__Challenge__:
Reproduce every line of the records below verbatim.

(Dataset records on object locations)
====

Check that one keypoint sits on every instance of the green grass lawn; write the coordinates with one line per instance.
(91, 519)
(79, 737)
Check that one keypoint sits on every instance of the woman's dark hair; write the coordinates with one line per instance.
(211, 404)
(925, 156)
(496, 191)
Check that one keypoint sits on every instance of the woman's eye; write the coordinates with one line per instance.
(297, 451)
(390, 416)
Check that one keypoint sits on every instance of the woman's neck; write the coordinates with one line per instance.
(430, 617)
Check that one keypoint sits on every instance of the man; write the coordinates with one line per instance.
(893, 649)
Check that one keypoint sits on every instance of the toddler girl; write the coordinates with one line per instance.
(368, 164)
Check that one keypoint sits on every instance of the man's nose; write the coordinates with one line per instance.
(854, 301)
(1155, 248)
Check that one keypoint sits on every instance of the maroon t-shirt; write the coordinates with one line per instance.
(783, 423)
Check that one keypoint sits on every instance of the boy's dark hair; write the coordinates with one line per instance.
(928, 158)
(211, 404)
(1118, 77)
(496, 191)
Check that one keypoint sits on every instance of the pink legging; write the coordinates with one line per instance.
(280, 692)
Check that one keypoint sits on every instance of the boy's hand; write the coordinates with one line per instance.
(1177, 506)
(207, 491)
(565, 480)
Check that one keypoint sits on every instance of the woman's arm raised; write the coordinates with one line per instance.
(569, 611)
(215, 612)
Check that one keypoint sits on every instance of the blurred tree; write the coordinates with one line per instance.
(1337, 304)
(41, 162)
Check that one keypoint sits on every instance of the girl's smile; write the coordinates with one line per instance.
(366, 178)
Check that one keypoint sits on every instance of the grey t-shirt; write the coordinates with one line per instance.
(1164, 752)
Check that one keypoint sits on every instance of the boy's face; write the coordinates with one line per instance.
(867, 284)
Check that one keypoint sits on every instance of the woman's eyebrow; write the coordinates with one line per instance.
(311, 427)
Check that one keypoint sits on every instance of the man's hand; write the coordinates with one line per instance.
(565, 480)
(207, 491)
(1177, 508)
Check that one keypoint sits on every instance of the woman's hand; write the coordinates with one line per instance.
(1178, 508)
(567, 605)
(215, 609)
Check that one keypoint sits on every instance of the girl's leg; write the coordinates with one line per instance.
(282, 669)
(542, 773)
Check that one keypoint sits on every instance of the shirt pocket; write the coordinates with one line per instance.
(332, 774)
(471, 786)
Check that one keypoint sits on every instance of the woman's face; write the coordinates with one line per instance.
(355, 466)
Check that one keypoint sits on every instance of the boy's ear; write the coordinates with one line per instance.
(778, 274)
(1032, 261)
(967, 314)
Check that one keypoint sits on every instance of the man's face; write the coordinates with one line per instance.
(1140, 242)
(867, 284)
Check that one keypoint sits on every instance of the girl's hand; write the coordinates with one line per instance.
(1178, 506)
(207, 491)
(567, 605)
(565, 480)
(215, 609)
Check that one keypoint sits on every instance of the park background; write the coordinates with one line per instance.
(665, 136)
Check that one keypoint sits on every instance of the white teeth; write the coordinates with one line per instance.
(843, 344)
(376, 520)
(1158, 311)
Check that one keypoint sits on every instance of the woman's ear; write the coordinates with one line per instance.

====

__Result for this exercise__:
Check that one keypoint sits on every instance of the green grass lawn; write the coordinates with one line per instance.
(91, 519)
(79, 737)
Check that one keypoint sits on every instance of the woman's dark hair; write the coordinates with one line per instance.
(211, 404)
(925, 156)
(496, 191)
Check that one keypoint sits on every instance of the woman's eye; write the coordinates with one line per instance.
(297, 451)
(390, 416)
Check that one keypoint sits on every instance of the woman's neck; write the coordinates with one line per instance.
(430, 617)
Check that one keypoint sits on every instance of the man; write the coordinates with one line per instance.
(893, 649)
Check that one keypoint sits on every instance of the toddler girl; write the coordinates with one line per instance.
(368, 164)
Check that one keypoint sits on every instance of the man's nose; write the coordinates with one line per instance.
(854, 301)
(1155, 248)
Check that one keypoint sits on every instance of the maroon t-shirt; write the coordinates with one line per instance.
(783, 423)
Check that one keypoint sits on every instance of the boy's dark hair; write the coordinates with one line per instance.
(928, 158)
(211, 404)
(1118, 77)
(496, 191)
Check that one keypoint sits on every instance of the pink legging; write the coordinates with one line per instance.
(280, 692)
Check that one keypoint sits on every instance of the boy's hand; write the coordinates with one line per instance.
(1177, 506)
(207, 491)
(565, 480)
Check that one keypoint sits on every instance of the woman's arm raised; write the coordinates with one line per instance.
(569, 611)
(215, 612)
Check that one keypoint sits on every instance of the blurred tree; write the coordinates with one line per instance.
(1337, 304)
(41, 162)
Check that one keypoint sits on every instance of the girl's smile; write the coordinates with one line per instance.
(366, 178)
Check that one keypoint sits on every instance of the grey t-shirt; write the coordinates with one line per instance.
(1164, 752)
Check that one keypoint sits on every instance of the boy's face; write the coordinates with one line per instance.
(867, 284)
Check that one keypoint sits on every instance of the woman's eyebrow; write the coordinates with one line per instance.
(311, 427)
Check that one keypoint sits on every instance of the man's hand; write the coordinates with one line per instance.
(565, 480)
(207, 491)
(1177, 508)
Check that one keypoint sits on every instance of the woman's hand; write the coordinates with one line per instance.
(1178, 508)
(567, 605)
(215, 609)
Check that one keypoint sits on every instance of the girl's leg; write the coordinates with one line per instance.
(282, 669)
(542, 773)
Check that one keypoint sits on every instance of the shirt pocket; write the coordinates with one line per instance.
(332, 774)
(471, 786)
Check that one keypoint sits on every instance of the woman's face; write the coordinates with one line per instance.
(355, 466)
Check that one keypoint sits on every instance of the boy's ear; write the coordinates with one line per instance.
(778, 274)
(1032, 261)
(967, 314)
Check that one keypoint sits on every instance of the man's face; write the coordinates with one line per instance.
(1140, 242)
(867, 284)
Check that one keypoint sits on every instance of the girl's hand; write the coordinates with one line per instance.
(1178, 506)
(207, 491)
(567, 605)
(565, 480)
(215, 609)
Check that one keypoint sits on every instance of the park background; write the coordinates with one line per instance.
(665, 136)
Check that one keypoint sits on every instance of the white teeth; write the coordinates with one line per instance.
(843, 344)
(376, 520)
(1158, 311)
Check that one keypoint sits on every instance of the woman's ear; write the coordinates with one line per instance.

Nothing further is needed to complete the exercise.